----- Data rows -----

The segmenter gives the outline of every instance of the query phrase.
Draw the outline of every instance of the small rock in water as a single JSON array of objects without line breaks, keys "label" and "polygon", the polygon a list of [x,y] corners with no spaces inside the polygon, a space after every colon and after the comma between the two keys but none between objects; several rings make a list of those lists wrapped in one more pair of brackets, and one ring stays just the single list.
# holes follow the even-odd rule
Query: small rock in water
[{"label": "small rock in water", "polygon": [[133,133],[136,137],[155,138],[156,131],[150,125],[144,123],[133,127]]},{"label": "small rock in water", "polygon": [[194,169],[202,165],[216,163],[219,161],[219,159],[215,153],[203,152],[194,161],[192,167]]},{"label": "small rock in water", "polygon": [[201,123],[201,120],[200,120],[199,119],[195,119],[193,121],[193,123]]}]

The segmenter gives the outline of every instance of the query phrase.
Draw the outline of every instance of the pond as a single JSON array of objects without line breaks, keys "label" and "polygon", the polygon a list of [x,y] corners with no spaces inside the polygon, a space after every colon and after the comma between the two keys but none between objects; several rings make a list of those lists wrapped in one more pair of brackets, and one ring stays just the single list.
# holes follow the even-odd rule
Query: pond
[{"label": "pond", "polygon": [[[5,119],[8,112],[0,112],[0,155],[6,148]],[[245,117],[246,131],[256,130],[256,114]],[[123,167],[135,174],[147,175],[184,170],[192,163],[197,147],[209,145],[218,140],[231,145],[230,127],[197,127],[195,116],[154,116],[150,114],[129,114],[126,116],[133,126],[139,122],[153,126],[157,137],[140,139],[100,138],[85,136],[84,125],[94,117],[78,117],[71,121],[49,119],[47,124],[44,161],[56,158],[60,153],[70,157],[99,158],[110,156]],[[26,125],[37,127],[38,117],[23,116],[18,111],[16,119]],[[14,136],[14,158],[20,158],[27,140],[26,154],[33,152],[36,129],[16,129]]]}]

-----

--- Task prompt ---
Identify every line in the listing above that contains the string "keys" and copy each of those lines.

--- Full solution ---
Draw the outline of every instance of the small rock in water as a single JSON array of objects without line breaks, keys "label" and "polygon", the polygon a list of [x,y] corners with no spaces inside the polygon, a space after every colon and after the comma between the two keys but none between objects; several rings make a list of those lists wrapped in one more pair of brackets, and one ring stays just the single list.
Draw the outline of every instance of the pond as a single JSON array of objects without line breaks, keys "label" and "polygon", the polygon a list of [x,y] corners with no spaces inside the polygon, a space after every colon and after the comma between the two keys but none between objects; several rings make a list of those lists wrapped in one more pair of brackets, and one ring stays just the single list.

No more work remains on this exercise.